▶ [Request 1] Determine how many lines of the rows contain the string "dark", and give only that number.
▶ [Request 2] Carry on the news report about the Nationalist Party's late-night meeting, starting after its final sentence.

**** Reading passage ****

My job isn't to feel or not feel, but to lead the parliamentary group and the Party, Nationalist Party Leader Adrian Delia said.
Answering questions outside the PN headquarters, the Opposition Leader maintained that his job was to lead in hopes of finding the "best method so that this process that needs to happen will happen in its intiriety, and the Nationalist Party comes out stronger".
The Nationalist Party is engaged in yet another marathon session this evening, with the party’s parliamentary group expected to go long into the night in a bid to work itself out of an impasse it has reached between the party’s leadership and it MPs.
Most Nationalist Party MPs entered the party headquarters directly without taking questions from the press, while Opposition Leader Adrian Delia and MP Karol Aquilina answered the media's questions before entering.
The MPs, particularly party Adrian Delia, were welcomed to applause and pro-Delia chants from the 100-odd supporters as they entered the building.

**** Entries supplied ****

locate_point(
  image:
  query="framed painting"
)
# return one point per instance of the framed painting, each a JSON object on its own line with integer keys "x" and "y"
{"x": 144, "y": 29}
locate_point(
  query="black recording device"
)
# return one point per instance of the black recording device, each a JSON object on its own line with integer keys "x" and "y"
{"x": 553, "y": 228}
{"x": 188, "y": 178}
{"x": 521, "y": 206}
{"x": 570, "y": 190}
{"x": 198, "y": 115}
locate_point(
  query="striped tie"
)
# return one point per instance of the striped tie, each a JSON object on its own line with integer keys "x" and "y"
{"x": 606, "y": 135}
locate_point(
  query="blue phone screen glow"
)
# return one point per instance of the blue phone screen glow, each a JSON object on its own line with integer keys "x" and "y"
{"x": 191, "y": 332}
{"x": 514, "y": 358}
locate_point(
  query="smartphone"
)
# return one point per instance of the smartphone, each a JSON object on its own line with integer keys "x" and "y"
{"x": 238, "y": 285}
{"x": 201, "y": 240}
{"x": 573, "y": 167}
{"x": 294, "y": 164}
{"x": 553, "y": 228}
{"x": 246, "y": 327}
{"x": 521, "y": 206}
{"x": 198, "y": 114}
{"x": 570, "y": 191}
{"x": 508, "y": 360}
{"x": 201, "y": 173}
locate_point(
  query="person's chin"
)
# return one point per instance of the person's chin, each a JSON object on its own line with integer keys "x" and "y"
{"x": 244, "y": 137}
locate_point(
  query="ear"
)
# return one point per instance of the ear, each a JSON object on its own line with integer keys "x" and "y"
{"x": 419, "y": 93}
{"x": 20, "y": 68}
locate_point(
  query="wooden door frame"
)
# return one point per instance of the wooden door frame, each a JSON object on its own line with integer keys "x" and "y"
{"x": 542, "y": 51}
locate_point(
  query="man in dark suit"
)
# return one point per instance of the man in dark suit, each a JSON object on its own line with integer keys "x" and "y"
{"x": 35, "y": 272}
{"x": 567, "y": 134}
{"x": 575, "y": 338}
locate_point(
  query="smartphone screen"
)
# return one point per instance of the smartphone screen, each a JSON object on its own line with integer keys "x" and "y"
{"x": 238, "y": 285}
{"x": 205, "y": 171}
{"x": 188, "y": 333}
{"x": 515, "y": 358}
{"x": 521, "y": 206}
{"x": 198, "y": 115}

****

▶ [Expected output 1] 2

▶ [Expected output 2]
The Nationalist Party parliamentary met day after a heated discussion of the party’s executive committee meeting led to the resignation of Pierre Portelli from the post of chairman of the party media.
Delia was expected to speak about Portelli's resignation during the meeting with MPs.
The Opposition Leader was also expected to present a plan on the way forward to the MPs, most of whom last week spoke against him in two lengthy meetings on Monday and Tuesday.
The party faction which has been consistently against Delia’s leadership from before his election last week vehemently demanded that someone to shoulder responsibility for the situation the party finds itself in, particularly since losing heavily at the last European Parliament and local council elections polls last month. They said that “someone has to go”.
Portelli was thought by many to be Delia's right-hand man, with a role that went beyond his official description as head of the party's media.
In his resignation letter he said that in spite of the work carried out, "It is evidently clear that persevering in my role will not bring further changes due to the constant and coordinated attacks on the party and its media by some of your MPs within the parliamentary group who went as far as sustaining and aiding criminal activity by third party simply to get you out of the way."
Whether the resignation of Portelli has sated those MPs baying for blood remains to be seen, but it is unlikely that any wounds which have opened in the last two years or so can heal in a short time.
The meeting began at 7pm.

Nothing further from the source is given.